§ **WHAT THIS TASK INVOLVES**:
Line by line, print the records exactly.

::: DATA RECORDS :::

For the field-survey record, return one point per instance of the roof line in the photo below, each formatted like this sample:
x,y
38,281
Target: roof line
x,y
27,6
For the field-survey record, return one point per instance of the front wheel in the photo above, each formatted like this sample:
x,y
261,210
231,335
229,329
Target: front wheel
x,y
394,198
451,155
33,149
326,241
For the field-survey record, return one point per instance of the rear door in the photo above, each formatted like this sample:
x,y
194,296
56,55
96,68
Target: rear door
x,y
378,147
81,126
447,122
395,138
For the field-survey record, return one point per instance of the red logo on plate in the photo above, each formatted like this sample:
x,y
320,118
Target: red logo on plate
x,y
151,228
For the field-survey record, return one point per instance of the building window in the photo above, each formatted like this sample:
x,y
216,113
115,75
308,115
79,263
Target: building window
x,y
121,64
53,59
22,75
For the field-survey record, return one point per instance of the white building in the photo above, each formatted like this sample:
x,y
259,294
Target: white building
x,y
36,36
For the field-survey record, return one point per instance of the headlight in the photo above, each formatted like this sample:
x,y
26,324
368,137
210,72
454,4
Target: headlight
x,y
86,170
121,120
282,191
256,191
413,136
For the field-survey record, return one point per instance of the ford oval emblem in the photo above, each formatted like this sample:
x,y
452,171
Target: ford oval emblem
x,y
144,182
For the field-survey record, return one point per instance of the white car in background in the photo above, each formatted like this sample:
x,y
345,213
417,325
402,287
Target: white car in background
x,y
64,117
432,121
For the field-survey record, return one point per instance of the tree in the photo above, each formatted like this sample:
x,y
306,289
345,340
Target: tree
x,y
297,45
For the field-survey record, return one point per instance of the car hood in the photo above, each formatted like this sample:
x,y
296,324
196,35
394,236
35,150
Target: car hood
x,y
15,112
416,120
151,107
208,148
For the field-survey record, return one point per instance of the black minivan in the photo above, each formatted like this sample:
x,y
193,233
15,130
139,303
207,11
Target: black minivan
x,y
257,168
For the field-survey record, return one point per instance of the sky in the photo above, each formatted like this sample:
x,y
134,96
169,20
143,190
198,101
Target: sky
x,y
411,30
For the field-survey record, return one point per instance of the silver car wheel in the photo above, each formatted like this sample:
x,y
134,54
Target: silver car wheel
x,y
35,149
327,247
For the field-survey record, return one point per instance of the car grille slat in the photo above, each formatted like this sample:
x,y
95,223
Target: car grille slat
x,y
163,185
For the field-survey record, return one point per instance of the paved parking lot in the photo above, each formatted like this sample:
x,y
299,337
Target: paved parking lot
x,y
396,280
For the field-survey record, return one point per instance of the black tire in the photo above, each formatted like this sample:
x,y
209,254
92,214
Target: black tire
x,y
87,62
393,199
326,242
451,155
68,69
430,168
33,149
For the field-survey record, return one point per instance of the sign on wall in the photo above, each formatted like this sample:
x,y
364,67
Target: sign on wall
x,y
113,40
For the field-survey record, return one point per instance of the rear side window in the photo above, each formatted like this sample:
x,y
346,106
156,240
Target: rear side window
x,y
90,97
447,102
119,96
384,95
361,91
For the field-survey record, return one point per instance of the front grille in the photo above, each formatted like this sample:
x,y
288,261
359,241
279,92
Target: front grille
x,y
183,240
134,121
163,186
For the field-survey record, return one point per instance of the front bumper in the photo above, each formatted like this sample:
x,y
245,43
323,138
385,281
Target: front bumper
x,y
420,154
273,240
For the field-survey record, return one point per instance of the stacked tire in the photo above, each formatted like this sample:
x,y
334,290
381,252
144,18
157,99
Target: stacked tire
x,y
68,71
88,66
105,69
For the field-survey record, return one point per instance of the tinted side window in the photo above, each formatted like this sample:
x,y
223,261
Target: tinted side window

:::

§ **THE ANSWER**:
For the field-survey record, return one point per instance of the roof line in the photo below, each formatted like this sample:
x,y
38,281
Target: roof line
x,y
27,6
For the field-survey record, return one point per instance of the front wheel in the photo above, each formatted like this sample:
x,y
261,210
231,335
229,329
Target: front wheel
x,y
394,198
451,155
33,149
326,241
For the field-survey record, return one point per instance of the rear door in the photo above, each formatted like this sample:
x,y
194,296
56,55
96,68
Target: rear door
x,y
378,147
81,126
447,122
395,138
For the field-survey record, return one point per instance of the red logo on plate in the photo above, each formatted like this sample:
x,y
320,118
Target: red logo on plate
x,y
151,228
For the field-survey record, return one point per instance of the building window in the photo above, each formatted like this sample:
x,y
216,113
115,75
308,115
79,263
Target: building window
x,y
121,64
53,59
22,75
For the field-survey record, return one point per instance of the white building in the photo above, each formatted like this sample:
x,y
259,294
Target: white building
x,y
36,36
For the field-survey record, return one point per instance of the headlight in the photo above, each formatted like this sample:
x,y
26,324
368,137
210,72
454,4
Target: headlight
x,y
86,170
121,120
282,191
256,191
413,136
For the field-survey record, return one point per instance of the ford oval emblem in the photo above, each formatted like this sample:
x,y
452,171
Target: ford oval emblem
x,y
144,182
For the field-survey record, return one point per instance of the white car in background in the photo above, each formatted like this sample:
x,y
345,213
417,325
402,287
Target: white car in background
x,y
64,117
432,121
For the field-survey record, return one point per instance of the tree in the photo above, each formatted like this sample:
x,y
306,289
345,340
Target: tree
x,y
297,45
For the field-survey record, return one point per instance of the car hood in the photo above, each formatted like this sample:
x,y
296,324
196,35
394,236
35,150
Target: car hood
x,y
15,112
416,120
151,107
208,148
For the field-survey record, return one point per instance of the black minivan in the photo above, each formatted like this sample:
x,y
193,233
15,130
139,303
207,11
Target: black minivan
x,y
257,168
For the field-survey record, return one point per instance of the sky in the photo above, each formatted like this sample:
x,y
134,96
169,20
143,190
198,101
Target: sky
x,y
411,30
For the field-survey record, return one point per instance of the silver car wheel in the photo above, each formatted like this sample:
x,y
134,54
Target: silver car wheel
x,y
35,149
327,247
For the field-survey record, return one point per instance of the car grille slat in the photo above, each formatted like this sample:
x,y
95,223
Target: car grille slat
x,y
163,185
For the field-survey record, return one point per instance of the paved parking lot in the photo above, each formatted like this sample:
x,y
299,337
Target: paved parking lot
x,y
396,280
For the field-survey record, return one point per instance of the black tire in the photo above, each formatted like this sample:
x,y
209,254
92,214
Target: black tire
x,y
87,62
393,199
326,242
451,155
68,69
430,168
33,149
For the field-survey record, return one point per instance of the sign on wall in the photo above, each formatted like this sample:
x,y
364,67
Target: sign on wall
x,y
113,40
For the field-survey record, return one point per instance of the rear side window in the photo above, each formatted like this sample:
x,y
346,106
156,240
Target: rear side window
x,y
90,97
447,102
119,96
384,95
361,91
For the field-survey record, return one point per instance of the front grille in the photo above, each formatted like this sample:
x,y
288,261
359,241
279,92
Target: front grille
x,y
183,240
134,121
163,186
For the field-survey record, return one point per instance of the front bumper in the photo above, each formatted like this sample:
x,y
245,43
323,138
385,281
Target: front bumper
x,y
420,154
273,240
For the field-survey record, return one point per instance of the stacked tire in the photo above, each formatted like this sample:
x,y
334,290
381,252
144,18
157,99
Target: stacked tire
x,y
68,71
88,66
105,69
For the field-survey record, return one point per instance of the tinted side window in the photo above, each formatted like this sample:
x,y
223,261
Target: tinted side window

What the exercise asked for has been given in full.